- Your instructions:
Take the material below and write it all out again exactly.

- Location annotation dataset excerpts:

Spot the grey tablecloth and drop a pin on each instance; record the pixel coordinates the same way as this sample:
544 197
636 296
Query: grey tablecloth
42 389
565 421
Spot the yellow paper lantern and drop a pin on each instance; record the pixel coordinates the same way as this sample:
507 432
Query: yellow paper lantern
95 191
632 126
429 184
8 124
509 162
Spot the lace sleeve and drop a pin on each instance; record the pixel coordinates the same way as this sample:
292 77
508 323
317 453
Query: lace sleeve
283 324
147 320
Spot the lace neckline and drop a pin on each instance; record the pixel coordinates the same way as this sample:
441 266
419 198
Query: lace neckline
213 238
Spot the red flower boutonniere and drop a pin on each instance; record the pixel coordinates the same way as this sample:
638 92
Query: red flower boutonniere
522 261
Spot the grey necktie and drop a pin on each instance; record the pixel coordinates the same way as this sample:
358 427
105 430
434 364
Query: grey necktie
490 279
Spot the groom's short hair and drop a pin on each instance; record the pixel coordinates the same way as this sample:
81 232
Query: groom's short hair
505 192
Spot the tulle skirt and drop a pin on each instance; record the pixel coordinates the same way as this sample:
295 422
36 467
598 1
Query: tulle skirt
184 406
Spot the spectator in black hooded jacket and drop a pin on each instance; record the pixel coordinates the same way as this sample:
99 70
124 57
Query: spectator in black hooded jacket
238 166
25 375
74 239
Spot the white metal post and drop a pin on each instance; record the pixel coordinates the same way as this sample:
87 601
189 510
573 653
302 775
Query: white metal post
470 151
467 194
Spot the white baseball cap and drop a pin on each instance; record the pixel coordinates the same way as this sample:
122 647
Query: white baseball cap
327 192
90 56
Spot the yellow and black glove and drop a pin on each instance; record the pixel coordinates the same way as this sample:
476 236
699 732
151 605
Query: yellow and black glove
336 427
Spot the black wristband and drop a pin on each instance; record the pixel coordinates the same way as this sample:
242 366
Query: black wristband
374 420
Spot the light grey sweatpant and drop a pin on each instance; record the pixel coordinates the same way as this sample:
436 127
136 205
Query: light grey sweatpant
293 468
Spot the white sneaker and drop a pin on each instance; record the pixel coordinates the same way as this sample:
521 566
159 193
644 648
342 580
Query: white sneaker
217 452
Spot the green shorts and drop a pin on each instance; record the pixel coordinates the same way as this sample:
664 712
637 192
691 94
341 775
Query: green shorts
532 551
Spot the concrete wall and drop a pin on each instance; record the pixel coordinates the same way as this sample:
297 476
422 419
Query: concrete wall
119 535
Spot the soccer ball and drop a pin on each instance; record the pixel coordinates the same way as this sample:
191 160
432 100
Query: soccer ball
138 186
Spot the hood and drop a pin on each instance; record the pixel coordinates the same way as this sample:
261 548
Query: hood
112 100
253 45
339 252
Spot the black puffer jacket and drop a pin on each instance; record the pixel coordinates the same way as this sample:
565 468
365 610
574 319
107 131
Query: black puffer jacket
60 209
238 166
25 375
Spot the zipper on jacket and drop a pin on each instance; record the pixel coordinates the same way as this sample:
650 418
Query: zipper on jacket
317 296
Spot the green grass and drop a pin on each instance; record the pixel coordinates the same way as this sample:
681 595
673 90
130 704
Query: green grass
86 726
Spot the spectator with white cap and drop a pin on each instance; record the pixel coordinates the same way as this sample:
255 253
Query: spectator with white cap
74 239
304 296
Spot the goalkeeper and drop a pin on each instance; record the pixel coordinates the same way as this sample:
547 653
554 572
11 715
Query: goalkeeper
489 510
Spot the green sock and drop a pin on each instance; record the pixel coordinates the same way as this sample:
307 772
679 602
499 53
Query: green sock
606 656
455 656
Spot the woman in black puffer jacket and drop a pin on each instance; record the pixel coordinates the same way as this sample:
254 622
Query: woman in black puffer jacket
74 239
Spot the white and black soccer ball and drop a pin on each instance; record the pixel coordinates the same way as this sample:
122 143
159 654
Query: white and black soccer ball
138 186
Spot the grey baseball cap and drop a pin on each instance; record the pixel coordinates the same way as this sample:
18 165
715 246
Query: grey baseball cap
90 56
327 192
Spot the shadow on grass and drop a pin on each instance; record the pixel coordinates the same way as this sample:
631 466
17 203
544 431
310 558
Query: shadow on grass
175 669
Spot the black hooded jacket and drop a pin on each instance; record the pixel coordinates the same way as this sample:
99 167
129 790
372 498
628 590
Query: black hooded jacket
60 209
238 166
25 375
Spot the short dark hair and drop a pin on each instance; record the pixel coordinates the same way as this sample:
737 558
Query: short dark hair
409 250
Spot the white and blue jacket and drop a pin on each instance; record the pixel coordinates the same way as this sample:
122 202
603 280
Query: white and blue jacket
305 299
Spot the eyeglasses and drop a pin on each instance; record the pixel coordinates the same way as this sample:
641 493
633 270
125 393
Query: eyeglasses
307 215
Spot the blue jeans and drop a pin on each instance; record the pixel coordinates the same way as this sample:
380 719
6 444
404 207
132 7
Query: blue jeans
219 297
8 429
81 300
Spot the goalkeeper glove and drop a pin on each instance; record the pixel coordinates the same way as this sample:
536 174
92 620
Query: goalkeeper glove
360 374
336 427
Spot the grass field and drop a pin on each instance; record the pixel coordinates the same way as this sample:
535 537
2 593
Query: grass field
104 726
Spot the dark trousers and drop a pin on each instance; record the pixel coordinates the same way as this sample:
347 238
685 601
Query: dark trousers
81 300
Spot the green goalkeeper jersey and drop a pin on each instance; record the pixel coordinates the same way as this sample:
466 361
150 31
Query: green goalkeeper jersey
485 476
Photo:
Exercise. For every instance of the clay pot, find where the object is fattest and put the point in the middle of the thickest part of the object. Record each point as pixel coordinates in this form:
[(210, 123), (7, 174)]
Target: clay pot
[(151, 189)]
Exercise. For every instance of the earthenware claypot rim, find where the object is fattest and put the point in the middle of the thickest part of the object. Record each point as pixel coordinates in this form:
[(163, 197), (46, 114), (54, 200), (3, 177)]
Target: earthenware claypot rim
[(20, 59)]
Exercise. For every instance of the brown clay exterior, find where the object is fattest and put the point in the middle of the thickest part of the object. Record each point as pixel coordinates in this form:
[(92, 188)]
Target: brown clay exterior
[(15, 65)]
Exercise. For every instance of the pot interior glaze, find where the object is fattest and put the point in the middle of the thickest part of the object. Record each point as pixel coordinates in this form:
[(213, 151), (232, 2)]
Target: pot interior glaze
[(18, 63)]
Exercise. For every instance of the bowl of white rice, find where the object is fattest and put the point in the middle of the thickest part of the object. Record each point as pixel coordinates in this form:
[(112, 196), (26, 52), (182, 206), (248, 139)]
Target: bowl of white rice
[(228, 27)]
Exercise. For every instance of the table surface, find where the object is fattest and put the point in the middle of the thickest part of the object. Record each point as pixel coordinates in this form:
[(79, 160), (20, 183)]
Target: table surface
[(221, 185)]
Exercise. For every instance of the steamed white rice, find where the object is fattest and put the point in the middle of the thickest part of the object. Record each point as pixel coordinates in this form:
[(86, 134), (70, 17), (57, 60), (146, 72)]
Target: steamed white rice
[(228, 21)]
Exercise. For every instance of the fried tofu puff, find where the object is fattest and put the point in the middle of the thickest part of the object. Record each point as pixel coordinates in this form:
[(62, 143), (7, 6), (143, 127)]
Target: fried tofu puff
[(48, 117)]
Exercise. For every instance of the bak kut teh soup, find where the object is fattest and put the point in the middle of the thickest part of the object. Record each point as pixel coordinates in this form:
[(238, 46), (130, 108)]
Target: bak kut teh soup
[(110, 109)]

- Solved problem:
Spot the grey tablecloth and drop a pin on each instance; record the pixel coordinates the same way as this sample:
544 197
636 296
Query: grey tablecloth
42 389
565 421
Spot the yellow paper lantern and drop a pin on each instance; record the pixel coordinates the same way as this sample:
507 432
Query: yellow paper lantern
95 191
632 126
429 184
8 124
509 162
Spot the lace sleeve and drop a pin on each instance; record the pixel coordinates the same way as this sample:
292 77
508 323
317 453
Query: lace sleeve
283 324
147 320
Spot the lace neckline and drop a pin on each instance; record the pixel coordinates the same way as this sample:
441 266
419 198
Query: lace neckline
213 238
Spot the red flower boutonniere and drop a pin on each instance; record the pixel coordinates the same way as this sample:
638 92
Query: red flower boutonniere
522 261
Spot the grey necktie and drop a pin on each instance; record the pixel coordinates the same way as this sample:
358 427
105 430
434 364
Query: grey necktie
490 279
Spot the groom's short hair and drop a pin on each instance; record the pixel coordinates the same way as this sample:
81 232
Query: groom's short hair
505 192
Spot the tulle skirt and drop a pin on each instance; record the pixel coordinates the same way as this sample:
295 422
36 467
598 1
Query: tulle skirt
184 406
Spot the spectator in black hooded jacket and drop a pin on each instance; record the pixel coordinates the same way as this sample:
99 70
124 57
Query: spectator in black hooded jacket
238 166
25 375
74 239
Spot the white metal post and drop a pin on each instance; record the pixel coordinates the same way as this sample:
87 601
189 510
573 653
302 775
Query: white metal post
470 151
467 194
Spot the white baseball cap and drop a pin on each instance; record the pixel coordinates the same way as this sample:
122 647
Query: white baseball cap
327 192
90 56
Spot the yellow and black glove and drop a pin on each instance; record the pixel coordinates the same way as this sample:
476 236
699 732
151 605
Query: yellow and black glove
336 427
Spot the black wristband and drop a pin on each instance; record the pixel coordinates the same way as this sample:
242 366
Query: black wristband
374 420
Spot the light grey sweatpant and drop a pin on each instance; record the pixel coordinates the same way as this sample:
436 127
136 205
Query: light grey sweatpant
293 468
Spot the white sneaker and drop a pin on each instance; record the pixel coordinates the same way as this sample:
521 566
159 193
644 648
342 580
Query: white sneaker
217 452
Spot the green shorts and drop a pin on each instance; record the pixel coordinates the same way as this sample:
664 712
637 192
691 94
341 775
Query: green shorts
532 551
Spot the concrete wall and drop a pin on each instance; record the pixel coordinates the same way as this sample:
297 476
422 419
Query: concrete wall
119 535
Spot the soccer ball and drop a pin on each instance; record the pixel coordinates the same way as this sample:
191 160
432 100
Query: soccer ball
138 186
Spot the hood and drop a pin on each instance; record the pixel coordinates the same way as this sample:
261 548
Query: hood
112 100
253 45
339 252
Spot the black puffer jacket and drop a pin on each instance; record the pixel coordinates the same way as this sample:
565 468
365 610
574 319
107 131
Query: black puffer jacket
60 209
238 166
25 375
Spot the zipper on jacket and drop a pin on each instance; record the pixel coordinates the same way as this sample:
650 418
Query: zipper on jacket
317 296
Spot the green grass and drop a pin on each instance; record the pixel coordinates the same way as this sample:
681 595
673 90
130 704
Query: green grass
86 726
Spot the spectator with white cap and drop a pin on each instance; record the pixel coordinates the same way as this sample:
255 253
Query: spectator with white cap
74 239
304 296
Spot the goalkeeper and drop a pin on each instance; record the pixel coordinates the same way as this sample:
547 653
554 572
11 715
Query: goalkeeper
489 510
Spot the green sock and drop a pin on each instance; record the pixel coordinates the same way as this sample:
307 772
679 602
499 53
Query: green sock
606 656
455 656
Spot the woman in black puffer jacket and drop a pin on each instance; record the pixel coordinates the same way as this sample:
254 622
Query: woman in black puffer jacket
74 239
Spot the white and black soccer ball and drop a pin on each instance; record the pixel coordinates the same way as this sample:
122 143
159 654
Query: white and black soccer ball
138 186
Spot the grey baseball cap and drop a pin on each instance; record the pixel coordinates the same way as this sample:
18 165
715 246
Query: grey baseball cap
90 56
327 192
Spot the shadow on grass and drop a pin on each instance; record the pixel coordinates the same way as this sample:
631 466
17 203
544 431
310 558
Query: shadow on grass
175 669
Spot the black hooded jacket and drop a pin on each instance; record the pixel coordinates the same way as this sample:
99 167
129 790
372 498
628 590
Query: black hooded jacket
60 209
238 166
25 375
Spot the short dark hair and drop a pin on each instance; record the pixel coordinates the same way as this sample:
737 558
Query: short dark hair
409 250
Spot the white and blue jacket and drop a pin on each instance; record the pixel coordinates the same way as this sample:
122 202
603 280
Query: white and blue jacket
305 299
Spot the eyeglasses and drop a pin on each instance; record the pixel coordinates the same way as this sample:
641 493
633 270
125 393
Query: eyeglasses
307 215
Spot the blue jeans and drop a pin on each instance; record the pixel coordinates the same way as this sample:
380 719
6 444
404 207
132 7
Query: blue jeans
219 297
8 429
81 300
Spot the goalkeeper glove and drop a pin on each instance; record the pixel coordinates the same way as this sample:
536 174
92 620
Query: goalkeeper glove
360 374
336 427
Spot the grass field and drop a pin on each instance; record the pixel coordinates the same way as this sample:
535 537
2 593
Query: grass field
104 726
Spot the dark trousers and drop a pin on each instance; record the pixel coordinates the same way as this sample:
347 238
685 601
Query: dark trousers
81 300
Spot the green goalkeeper jersey and drop a pin on each instance; record the pixel coordinates the same way as this sample:
466 361
150 31
Query: green goalkeeper jersey
485 476
Photo:
Exercise. For every instance of the clay pot, find where the object is fattest and put the point in the middle of the thickest part of the object. Record each point as pixel coordinates in this form:
[(210, 123), (7, 174)]
Target: clay pot
[(151, 189)]
Exercise. For every instance of the earthenware claypot rim, find where the object is fattest and put the point in the middle of the thickest part of the object. Record each point as pixel coordinates in this form:
[(163, 197), (46, 114), (54, 200), (3, 177)]
Target: earthenware claypot rim
[(20, 59)]
Exercise. For every instance of the brown clay exterior, find where the object is fattest and put the point in the middle of the thickest part of the object. Record each point as pixel coordinates in this form:
[(92, 188)]
Target: brown clay exterior
[(15, 65)]
Exercise. For every instance of the pot interior glaze, find where the object is fattest and put the point in the middle of the thickest part of the object. Record each point as pixel coordinates in this form:
[(213, 151), (232, 2)]
Target: pot interior glaze
[(18, 63)]
Exercise. For every instance of the bowl of white rice, find where the object is fattest and put the point in the middle of the thickest part of the object. Record each point as pixel coordinates in this form:
[(112, 196), (26, 52), (182, 206), (248, 139)]
Target: bowl of white rice
[(228, 27)]
Exercise. For every instance of the table surface, find where the object is fattest and put the point in the middle of the thickest part of the object. Record each point as pixel coordinates in this form:
[(79, 160), (20, 183)]
Target: table surface
[(221, 185)]
Exercise. For every instance of the steamed white rice, find where the object is fattest and put the point in the middle of the thickest part of the object. Record each point as pixel coordinates in this form:
[(86, 134), (70, 17), (57, 60), (146, 72)]
Target: steamed white rice
[(228, 21)]
Exercise. For every instance of the fried tofu puff, find where the object is fattest and put the point in the middle of the thickest part of the object. Record each point as pixel coordinates in this form:
[(62, 143), (7, 6), (143, 127)]
Target: fried tofu puff
[(48, 117)]
Exercise. For every instance of the bak kut teh soup, find where the object is fattest and put the point in the middle of the thickest part of the object. Record each point as pixel coordinates in this form:
[(238, 46), (130, 108)]
Target: bak kut teh soup
[(110, 109)]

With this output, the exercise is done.